[Problem statement] Rewrite each of the rows below, putting "point" wherever "marker" appears and leaving everything else unchanged.

[Exercise input]
_____
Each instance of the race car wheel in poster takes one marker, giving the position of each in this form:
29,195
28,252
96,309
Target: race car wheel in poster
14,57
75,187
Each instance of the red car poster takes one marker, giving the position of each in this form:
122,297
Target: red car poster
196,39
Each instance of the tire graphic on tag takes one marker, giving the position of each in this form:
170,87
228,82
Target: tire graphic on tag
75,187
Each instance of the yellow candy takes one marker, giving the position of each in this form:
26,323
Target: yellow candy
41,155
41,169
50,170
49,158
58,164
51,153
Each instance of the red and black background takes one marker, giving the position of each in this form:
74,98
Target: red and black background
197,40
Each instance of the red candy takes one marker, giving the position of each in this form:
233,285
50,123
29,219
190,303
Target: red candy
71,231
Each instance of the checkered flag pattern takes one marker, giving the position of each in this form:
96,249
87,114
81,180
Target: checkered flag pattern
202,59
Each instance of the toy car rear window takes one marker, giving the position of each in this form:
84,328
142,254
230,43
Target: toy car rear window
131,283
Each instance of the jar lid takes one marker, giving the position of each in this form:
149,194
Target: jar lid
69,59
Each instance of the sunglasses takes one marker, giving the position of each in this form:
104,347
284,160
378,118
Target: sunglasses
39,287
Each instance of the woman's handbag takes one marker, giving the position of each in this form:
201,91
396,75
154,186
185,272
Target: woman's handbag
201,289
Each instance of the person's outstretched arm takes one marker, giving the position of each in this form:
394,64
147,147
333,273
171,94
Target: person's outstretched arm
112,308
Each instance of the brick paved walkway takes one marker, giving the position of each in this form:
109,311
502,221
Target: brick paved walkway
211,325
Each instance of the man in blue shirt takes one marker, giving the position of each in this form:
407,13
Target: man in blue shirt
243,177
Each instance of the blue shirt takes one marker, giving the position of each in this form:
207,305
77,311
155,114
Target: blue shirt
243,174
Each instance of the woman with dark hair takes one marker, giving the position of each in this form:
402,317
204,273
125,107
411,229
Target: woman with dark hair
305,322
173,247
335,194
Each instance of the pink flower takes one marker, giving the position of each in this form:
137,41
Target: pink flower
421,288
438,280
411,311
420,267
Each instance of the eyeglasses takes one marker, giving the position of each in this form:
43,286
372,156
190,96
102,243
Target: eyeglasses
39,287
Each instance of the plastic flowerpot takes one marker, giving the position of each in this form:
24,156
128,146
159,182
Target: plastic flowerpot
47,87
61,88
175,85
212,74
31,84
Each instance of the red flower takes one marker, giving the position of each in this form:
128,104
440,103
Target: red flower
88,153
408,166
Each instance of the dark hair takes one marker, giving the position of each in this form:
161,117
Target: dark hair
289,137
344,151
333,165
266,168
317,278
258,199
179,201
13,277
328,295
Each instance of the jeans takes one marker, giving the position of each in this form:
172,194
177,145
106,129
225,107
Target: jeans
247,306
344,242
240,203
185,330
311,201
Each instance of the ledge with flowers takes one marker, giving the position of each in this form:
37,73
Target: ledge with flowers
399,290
_____
[Solved exercise]
Each instance of the race car wheel in poster takes one point, giving the position of each in this form:
29,195
28,252
96,309
Target: race car wheel in poster
14,57
75,187
Each instance of the red car poster takes one point, giving the position of each in this form:
122,297
Target: red car poster
196,39
Each instance of the tire graphic on tag takes one point, giving the position of each in this form:
170,87
228,82
Target: tire graphic on tag
75,187
Each instance of the yellow candy takes one point, giving the position of each in this form:
26,323
Target: yellow candy
41,155
41,169
50,170
49,158
58,164
51,153
Each instance of the red and black background takes one point, giving the position of each in this form:
74,98
Target: red and black background
197,40
Each instance of the red candy takes one point, giving the position of each in this form:
233,285
50,123
29,219
190,303
Target: red candy
71,231
Each instance of the checkered flag pattern takes one point, giving the position of each in this form:
96,249
87,114
81,180
Target: checkered flag pattern
202,59
Each instance of the toy car rear window takes one point, giving the position of each in this form:
84,328
142,254
230,43
Target: toy car rear window
131,283
Each instance of the jar lid takes one point, giving the position of each in this form:
149,194
Target: jar lid
69,59
Each instance of the sunglasses takes one point, giving the position of each in this form:
104,347
284,160
378,118
Target: sunglasses
39,287
Each instance of the woman's handbag takes one point, giving the position of each in this form:
201,91
396,75
154,186
185,272
Target: woman's handbag
201,289
Each instance of the person's outstretched arm takes one point, giving the position of each in this form:
394,64
147,147
333,273
171,94
Target: person's outstretched arm
112,308
Each instance of the brick paved walkway takes one point, giving the position of each in this form:
109,311
502,221
Target: brick paved walkway
211,325
Each instance of the man in blue shirt takes one point, giving the position of each in this form:
407,13
Target: man in blue shirt
243,177
Each instance of the blue shirt takes one point, giving the position of each in this form:
207,305
77,311
155,114
Target: blue shirt
243,174
Each instance of the woman with dark hair takes one point, giving the position of each in this form:
402,317
204,273
125,107
411,229
Target: woman with dark hair
305,322
173,247
335,194
Each instance of the pink flower takes one point, giving the position of each in this form:
137,41
Target: pink flower
421,288
438,280
411,311
420,267
Each instance of the eyeglasses takes one point, giving the position of each in this form:
43,286
372,156
190,96
102,243
Target: eyeglasses
39,287
Each instance of the plastic flowerpot takes one point, giving the position of each in this form:
24,156
128,146
159,182
Target: plastic flowerpot
47,87
61,88
175,85
212,74
31,84
Each instance of the red flower takes one point, giving the position of each in this form:
128,104
440,103
Target: red flower
88,153
408,166
Each instance of the dark hair takes one point, giving the position of each in this form:
161,117
Target: dark hair
289,137
344,151
333,165
266,168
317,278
258,199
179,201
13,277
328,295
Each instance of the jeans takes one point, giving the position of each in this form:
172,194
177,145
106,129
225,107
Target: jeans
247,306
344,242
240,203
185,330
311,201
Each instance of the ledge with flowers takes one point, giving the position of each in this form:
37,73
Target: ledge with flowers
399,290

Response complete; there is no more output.